--- begin DATA FOR PROCESSING ---
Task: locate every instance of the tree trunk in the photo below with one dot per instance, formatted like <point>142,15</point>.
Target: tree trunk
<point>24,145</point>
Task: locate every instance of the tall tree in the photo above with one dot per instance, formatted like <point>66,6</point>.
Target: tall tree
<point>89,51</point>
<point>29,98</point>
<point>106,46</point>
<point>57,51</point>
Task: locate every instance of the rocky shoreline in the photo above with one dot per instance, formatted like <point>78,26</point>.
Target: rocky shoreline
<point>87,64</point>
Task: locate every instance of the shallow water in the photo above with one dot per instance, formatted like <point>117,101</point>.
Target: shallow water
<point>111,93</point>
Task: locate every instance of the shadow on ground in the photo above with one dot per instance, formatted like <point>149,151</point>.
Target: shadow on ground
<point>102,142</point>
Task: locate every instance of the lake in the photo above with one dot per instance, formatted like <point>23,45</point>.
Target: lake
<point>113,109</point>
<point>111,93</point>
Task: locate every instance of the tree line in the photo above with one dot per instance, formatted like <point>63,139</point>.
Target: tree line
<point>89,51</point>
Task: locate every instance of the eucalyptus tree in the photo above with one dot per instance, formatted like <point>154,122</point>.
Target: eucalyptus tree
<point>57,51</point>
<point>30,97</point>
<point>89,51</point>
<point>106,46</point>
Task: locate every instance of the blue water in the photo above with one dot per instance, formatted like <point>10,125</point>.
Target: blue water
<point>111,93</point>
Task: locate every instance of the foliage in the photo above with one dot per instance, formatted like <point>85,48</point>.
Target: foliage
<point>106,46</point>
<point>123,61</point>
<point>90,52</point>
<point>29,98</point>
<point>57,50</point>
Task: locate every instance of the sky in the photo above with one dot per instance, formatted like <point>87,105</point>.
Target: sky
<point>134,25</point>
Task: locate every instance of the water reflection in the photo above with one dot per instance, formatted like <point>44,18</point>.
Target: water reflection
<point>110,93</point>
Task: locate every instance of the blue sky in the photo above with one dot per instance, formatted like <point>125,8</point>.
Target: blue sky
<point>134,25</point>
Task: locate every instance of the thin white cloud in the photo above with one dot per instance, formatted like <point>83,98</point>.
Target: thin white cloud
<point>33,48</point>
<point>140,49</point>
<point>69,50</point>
--- end DATA FOR PROCESSING ---
- _PROBLEM DETAILS_: Reproduce the records above word for word, starting at their first line and ending with the line that contains "<point>24,145</point>", including that line.

- _SOLUTION_:
Task: locate every instance of the tree trunk in the photo below with one dot per instance, formatted like <point>142,15</point>.
Target: tree trunk
<point>24,145</point>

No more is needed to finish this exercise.